# Karn vom Fegelhof question.



## Jeff Wright (Mar 10, 2011)

Friend of mine has bred her nice Dutch KNPV line German Shepherd to a Karn Fegelhof son.
I went and looked at him and his owner is a knowledgeable guy and former WUSV teammember but even he says this dog is a handful and has pretty much retired him for breeding as he is is handler aggressive on him and he realizes he will never get the points out of him on the field for the time involved in training.
I really can not find any info in English on Karn and his progeny besides the obvious pedigree on Working Dog Eu etc.
Any input on him would be appreciated.


----------



## Stefan Schaub (Sep 12, 2010)

i know Karn

good dog,old school handler,great brother and have produced a lot of really good dogs.sometimes to high in nerves but real use full for real jobs. i think he have never show his real quality on the big trials.


----------



## James Degale (Jan 9, 2009)

"too high in nerves"

what does this mean?? maybe it is a language difference with Stefan - but nerves to me mean a weak dog, that cannot handle stress


----------



## Tiago Fontes (Apr 17, 2011)

Jeff Wright said:


> Friend of mine has bred her nice Dutch KNPV line German Shepherd to a Karn Fegelhof son.
> I went and looked at him and his owner is a knowledgeable guy and former WUSV teammember but even he says this dog is a handful and has pretty much retired him for breeding as he is is handler aggressive on him and he realizes he will never get the points out of him on the field for the time involved in training.
> I really can not find any info in English on Karn and his progeny besides the obvious pedigree on Working Dog Eu etc.
> Any input on him would be appreciated.


 
I dont know the dog, but from your description, it seems exactly what the breed needs as a stud dog... 
Extreme dogs, never fully pass their extremeness to the progeny.

-- Dataset records about object locations --
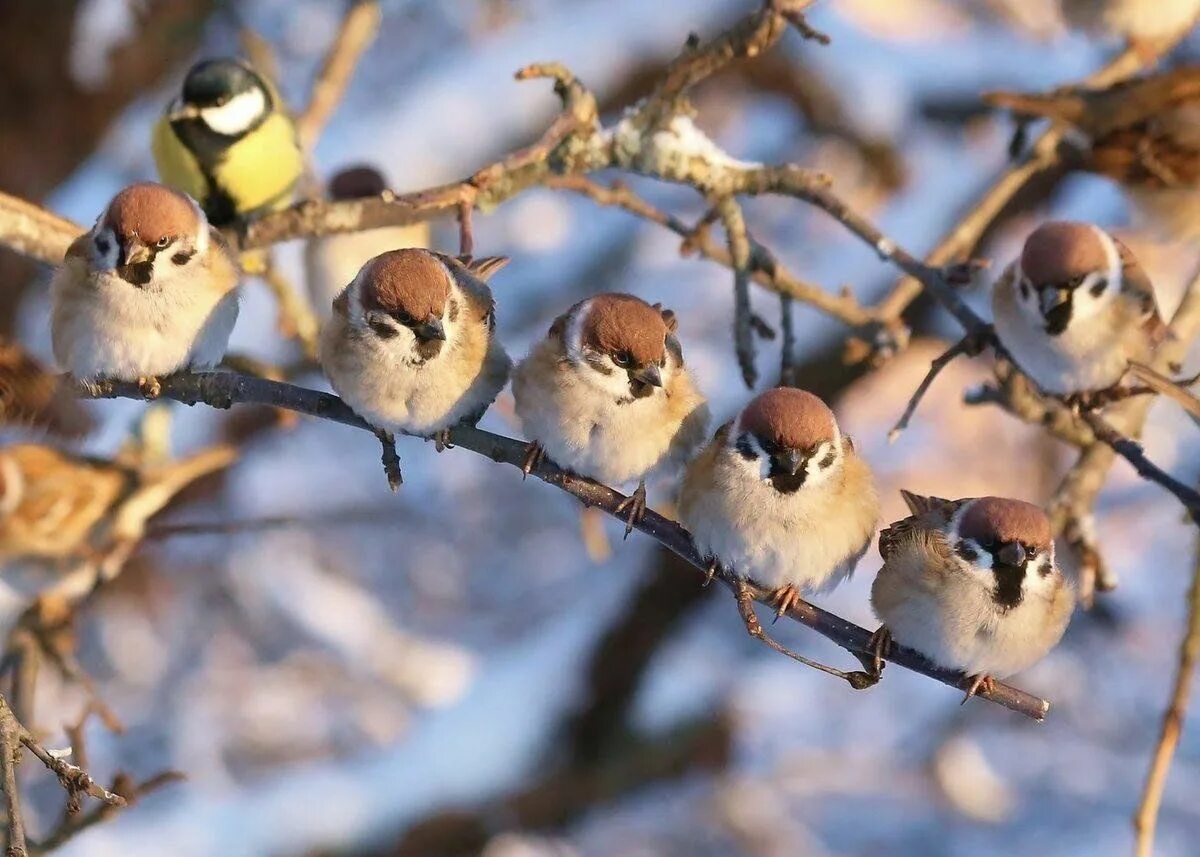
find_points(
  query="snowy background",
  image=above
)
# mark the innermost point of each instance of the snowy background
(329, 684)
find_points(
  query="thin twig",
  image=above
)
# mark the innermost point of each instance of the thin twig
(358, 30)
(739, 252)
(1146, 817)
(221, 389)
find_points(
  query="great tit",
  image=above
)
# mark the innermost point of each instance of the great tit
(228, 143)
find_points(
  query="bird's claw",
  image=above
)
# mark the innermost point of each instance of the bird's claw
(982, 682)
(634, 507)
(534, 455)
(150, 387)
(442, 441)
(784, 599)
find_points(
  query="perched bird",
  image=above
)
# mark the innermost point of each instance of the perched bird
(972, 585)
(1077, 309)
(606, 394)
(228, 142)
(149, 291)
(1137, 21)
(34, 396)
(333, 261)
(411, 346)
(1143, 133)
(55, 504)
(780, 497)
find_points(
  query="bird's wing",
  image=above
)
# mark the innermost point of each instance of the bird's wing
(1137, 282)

...

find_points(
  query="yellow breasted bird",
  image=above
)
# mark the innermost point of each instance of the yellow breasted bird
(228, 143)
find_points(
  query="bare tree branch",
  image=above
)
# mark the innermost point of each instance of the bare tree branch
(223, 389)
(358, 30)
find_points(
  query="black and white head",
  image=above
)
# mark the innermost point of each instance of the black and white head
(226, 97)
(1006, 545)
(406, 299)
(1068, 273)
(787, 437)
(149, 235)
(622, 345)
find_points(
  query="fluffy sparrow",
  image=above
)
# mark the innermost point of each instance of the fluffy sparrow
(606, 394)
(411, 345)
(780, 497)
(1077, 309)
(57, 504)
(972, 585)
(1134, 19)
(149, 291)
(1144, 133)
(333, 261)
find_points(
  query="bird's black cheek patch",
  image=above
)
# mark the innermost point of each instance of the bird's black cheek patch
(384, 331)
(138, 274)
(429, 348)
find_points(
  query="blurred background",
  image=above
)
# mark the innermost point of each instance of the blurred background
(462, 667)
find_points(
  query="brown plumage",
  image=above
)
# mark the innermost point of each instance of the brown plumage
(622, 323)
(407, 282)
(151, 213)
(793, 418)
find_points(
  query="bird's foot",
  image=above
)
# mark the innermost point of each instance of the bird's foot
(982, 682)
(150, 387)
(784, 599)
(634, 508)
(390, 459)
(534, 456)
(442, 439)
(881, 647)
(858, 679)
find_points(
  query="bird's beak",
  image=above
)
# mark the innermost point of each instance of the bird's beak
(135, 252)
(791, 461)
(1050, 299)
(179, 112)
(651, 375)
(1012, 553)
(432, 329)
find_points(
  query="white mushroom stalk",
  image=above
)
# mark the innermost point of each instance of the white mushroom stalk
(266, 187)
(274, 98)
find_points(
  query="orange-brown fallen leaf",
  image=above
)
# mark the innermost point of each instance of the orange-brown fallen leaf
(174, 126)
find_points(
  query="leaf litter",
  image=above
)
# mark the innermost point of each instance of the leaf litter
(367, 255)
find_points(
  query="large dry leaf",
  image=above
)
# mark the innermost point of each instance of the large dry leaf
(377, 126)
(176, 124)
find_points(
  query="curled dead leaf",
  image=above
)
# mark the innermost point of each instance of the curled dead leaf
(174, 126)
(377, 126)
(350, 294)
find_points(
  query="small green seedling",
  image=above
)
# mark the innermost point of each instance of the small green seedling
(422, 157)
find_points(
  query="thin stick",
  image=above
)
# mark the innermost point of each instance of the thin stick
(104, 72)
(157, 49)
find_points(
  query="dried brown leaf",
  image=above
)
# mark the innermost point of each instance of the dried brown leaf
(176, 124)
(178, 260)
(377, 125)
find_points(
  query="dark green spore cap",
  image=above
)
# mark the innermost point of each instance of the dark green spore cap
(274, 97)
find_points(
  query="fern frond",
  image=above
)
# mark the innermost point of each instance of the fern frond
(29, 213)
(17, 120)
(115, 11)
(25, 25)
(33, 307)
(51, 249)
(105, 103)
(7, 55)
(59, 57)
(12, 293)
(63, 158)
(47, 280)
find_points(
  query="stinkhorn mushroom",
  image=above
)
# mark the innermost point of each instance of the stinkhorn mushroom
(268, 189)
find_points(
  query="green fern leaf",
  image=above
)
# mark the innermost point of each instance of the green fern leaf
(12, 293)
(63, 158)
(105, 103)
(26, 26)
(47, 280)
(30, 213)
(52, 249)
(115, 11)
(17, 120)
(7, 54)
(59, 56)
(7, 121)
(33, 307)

-- Problems --
a) Can you sum up the Karn vom Fegelhof thread in two sentences?
b) Could you go on with the Karn vom Fegelhof forum thread from its last post?

-- Exercise responses --
a) A poster says a friend bred her Dutch KNPV line German Shepherd to a son of Karn vom Fegelhof, whose owner calls the dog a handful and handler aggressive and has pretty much retired him, and asks for information on Karn. Replies describe Karn as a good dog that produced a lot of really good dogs but never showed his real quality at the big trials, question what "too high in nerves" means, and argue that such a dog is exactly what the breed needs as a stud.

b)
Im also interested in the meaning of "too high in nerves". 



Regards


----------



## Stefan Schaub (Sep 12, 2010)

why does it mean weak?

some dogs can not handle their drive and show than replacement actions.they can not keep focus, bite maybe in legs or where ever or start to hit on the handler ,but not in a mean way. 
Bandit(dad Karn) have show the same behavior.



James Degale said:


> "too high in nerves"
> 
> what does this mean?? maybe it is a language difference with Stefan - but nerves to me mean a weak dog, that cannot handle stress


----------



## Jeff Wright (Mar 10, 2011)

Thank You again for the reply Stephan.
I assume you mean that he never showed his true worth on the trial field because he had a "Old School" trainer and not a modern "point genius"?
So far it seems that his notable son is Jucan V Peroh.
https://www.youtube.com/watch?v=_qkmi3qU3b4

It is only a video of this dog on one day in his life ,but on that day he was all business.
A grandson that is impressive is Caro V Bradevoort from Mr.Stommels.
He also founded his female line on Schifslache like you did with Orla.
He also used your Leon, so you must be doing something right to have a Good KNPV breeder go to your male.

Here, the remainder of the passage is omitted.